§ **Given request**
Show each line of the data below that contains the word "branch".

§ **Task data**
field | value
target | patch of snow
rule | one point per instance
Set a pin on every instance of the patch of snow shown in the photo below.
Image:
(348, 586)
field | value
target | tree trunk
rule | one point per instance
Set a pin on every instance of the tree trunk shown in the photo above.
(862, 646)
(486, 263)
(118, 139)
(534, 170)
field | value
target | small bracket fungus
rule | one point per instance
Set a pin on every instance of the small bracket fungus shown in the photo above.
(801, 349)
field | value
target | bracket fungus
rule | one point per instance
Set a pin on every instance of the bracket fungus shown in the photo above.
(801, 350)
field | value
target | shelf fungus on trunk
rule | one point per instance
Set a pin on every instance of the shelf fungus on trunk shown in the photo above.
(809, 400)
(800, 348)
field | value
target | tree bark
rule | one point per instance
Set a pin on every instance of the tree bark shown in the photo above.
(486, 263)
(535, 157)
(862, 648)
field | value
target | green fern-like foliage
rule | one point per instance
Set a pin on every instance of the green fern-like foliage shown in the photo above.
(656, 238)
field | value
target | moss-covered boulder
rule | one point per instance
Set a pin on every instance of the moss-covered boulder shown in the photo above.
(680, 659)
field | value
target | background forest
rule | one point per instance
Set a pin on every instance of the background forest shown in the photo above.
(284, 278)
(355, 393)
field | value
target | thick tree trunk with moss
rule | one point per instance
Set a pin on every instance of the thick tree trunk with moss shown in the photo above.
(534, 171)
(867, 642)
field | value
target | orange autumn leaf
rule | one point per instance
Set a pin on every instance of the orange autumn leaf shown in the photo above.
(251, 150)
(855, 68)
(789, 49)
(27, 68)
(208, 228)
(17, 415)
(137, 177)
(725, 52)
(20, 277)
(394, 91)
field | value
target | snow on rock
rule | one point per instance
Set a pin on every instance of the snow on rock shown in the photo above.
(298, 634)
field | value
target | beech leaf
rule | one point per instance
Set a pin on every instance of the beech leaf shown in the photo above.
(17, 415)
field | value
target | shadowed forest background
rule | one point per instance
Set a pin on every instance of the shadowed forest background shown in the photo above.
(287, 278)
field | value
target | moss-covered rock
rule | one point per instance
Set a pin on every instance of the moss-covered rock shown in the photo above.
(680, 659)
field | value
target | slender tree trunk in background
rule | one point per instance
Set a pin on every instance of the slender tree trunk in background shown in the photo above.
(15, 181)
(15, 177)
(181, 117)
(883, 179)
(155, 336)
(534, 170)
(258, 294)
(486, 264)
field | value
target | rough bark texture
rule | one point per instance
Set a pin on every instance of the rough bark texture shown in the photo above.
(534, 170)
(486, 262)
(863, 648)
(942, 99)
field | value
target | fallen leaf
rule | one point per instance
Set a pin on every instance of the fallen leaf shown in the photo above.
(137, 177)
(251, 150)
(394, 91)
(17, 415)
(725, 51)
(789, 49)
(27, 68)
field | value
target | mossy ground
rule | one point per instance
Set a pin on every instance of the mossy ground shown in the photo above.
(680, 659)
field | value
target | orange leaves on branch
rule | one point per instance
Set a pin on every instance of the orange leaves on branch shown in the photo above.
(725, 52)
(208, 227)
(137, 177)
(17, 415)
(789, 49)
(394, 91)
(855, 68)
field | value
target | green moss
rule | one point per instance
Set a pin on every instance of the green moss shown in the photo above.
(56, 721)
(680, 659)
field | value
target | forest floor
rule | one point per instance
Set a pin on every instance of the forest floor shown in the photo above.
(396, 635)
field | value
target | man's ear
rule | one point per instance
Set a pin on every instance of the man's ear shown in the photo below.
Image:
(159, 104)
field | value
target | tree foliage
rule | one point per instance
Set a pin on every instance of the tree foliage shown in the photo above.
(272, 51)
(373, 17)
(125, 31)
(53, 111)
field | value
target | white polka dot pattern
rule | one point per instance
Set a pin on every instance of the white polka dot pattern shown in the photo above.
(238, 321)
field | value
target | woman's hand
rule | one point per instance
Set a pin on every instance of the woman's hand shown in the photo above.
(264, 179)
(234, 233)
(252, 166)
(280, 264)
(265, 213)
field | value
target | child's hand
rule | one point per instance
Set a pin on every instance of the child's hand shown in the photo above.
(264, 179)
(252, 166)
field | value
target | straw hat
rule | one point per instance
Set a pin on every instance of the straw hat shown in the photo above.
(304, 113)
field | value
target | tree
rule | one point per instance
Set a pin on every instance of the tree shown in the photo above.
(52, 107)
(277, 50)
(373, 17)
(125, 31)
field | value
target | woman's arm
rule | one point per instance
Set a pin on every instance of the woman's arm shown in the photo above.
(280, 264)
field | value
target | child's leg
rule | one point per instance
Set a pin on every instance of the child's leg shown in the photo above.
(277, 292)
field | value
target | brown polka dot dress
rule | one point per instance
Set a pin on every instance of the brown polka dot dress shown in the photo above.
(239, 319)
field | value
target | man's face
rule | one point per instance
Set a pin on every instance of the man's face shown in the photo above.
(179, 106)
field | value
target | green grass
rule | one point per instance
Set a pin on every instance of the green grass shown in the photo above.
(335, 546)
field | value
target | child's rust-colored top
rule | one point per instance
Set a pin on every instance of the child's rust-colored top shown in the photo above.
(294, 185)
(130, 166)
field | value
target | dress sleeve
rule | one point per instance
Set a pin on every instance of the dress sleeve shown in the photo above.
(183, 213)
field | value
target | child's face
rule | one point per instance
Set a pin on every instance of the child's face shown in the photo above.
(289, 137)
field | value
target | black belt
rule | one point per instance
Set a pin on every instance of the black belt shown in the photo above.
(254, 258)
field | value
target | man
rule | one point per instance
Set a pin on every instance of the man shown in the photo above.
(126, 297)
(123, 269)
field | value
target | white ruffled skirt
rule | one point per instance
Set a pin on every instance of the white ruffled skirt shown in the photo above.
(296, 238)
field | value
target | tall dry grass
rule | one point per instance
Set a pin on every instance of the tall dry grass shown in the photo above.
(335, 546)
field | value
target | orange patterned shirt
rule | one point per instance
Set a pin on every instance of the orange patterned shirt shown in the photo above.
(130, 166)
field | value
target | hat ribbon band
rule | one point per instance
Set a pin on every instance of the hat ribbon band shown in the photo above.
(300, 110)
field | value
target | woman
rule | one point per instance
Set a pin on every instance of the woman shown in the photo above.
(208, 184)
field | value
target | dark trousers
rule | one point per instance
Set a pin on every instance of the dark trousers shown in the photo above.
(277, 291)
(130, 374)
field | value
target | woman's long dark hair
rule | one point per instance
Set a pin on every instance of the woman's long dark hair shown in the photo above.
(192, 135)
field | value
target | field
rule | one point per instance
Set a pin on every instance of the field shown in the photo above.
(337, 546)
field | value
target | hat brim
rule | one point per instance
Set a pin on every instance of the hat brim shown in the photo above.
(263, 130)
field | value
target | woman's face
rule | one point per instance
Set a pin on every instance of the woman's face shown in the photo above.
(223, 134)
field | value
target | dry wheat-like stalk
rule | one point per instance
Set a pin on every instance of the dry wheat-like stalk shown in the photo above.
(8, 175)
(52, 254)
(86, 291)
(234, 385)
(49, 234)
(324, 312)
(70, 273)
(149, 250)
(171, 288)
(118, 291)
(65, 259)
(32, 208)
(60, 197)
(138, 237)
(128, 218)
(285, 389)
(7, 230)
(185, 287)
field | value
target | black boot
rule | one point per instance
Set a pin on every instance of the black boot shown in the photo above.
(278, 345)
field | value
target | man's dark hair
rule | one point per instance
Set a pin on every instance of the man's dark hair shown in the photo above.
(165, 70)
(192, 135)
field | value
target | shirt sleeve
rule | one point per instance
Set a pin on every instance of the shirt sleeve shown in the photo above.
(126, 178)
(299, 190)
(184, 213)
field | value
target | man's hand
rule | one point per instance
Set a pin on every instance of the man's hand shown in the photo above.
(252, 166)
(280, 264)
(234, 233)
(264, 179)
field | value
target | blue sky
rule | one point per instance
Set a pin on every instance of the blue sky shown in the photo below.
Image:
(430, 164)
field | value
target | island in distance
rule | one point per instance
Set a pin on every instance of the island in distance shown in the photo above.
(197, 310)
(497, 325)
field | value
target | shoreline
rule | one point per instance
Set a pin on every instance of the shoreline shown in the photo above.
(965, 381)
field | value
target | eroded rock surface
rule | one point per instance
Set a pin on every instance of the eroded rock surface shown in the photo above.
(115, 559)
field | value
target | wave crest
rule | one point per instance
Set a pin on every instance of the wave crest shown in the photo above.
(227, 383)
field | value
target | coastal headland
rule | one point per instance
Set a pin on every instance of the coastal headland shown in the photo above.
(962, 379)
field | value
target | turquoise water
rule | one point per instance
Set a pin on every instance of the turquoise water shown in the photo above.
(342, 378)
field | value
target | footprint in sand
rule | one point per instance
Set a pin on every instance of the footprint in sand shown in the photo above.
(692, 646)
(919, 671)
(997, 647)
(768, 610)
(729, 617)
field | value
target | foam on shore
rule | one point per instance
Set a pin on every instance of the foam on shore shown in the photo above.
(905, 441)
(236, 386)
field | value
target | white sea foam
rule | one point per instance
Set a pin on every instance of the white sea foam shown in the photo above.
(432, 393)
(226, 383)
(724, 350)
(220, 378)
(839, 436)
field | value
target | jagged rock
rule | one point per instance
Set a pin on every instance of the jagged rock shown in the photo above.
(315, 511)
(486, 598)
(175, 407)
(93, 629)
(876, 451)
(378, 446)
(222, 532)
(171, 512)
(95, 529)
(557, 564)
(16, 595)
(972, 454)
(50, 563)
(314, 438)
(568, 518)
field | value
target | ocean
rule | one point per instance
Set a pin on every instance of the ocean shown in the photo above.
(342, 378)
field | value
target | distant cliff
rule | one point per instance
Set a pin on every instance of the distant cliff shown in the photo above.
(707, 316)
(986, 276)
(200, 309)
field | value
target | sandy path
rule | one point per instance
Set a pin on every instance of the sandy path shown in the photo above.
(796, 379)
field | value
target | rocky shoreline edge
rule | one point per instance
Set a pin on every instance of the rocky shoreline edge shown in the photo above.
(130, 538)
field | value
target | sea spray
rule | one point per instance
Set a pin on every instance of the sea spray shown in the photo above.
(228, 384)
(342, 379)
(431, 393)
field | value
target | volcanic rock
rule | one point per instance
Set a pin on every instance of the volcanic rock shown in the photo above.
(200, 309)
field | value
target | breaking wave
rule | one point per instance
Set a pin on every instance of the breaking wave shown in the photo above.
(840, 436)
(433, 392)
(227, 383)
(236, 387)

§ **Response to this exercise**
target | orange leaves on branch
Set a pin on every instance of the orange leaves on branch shown in the photo above.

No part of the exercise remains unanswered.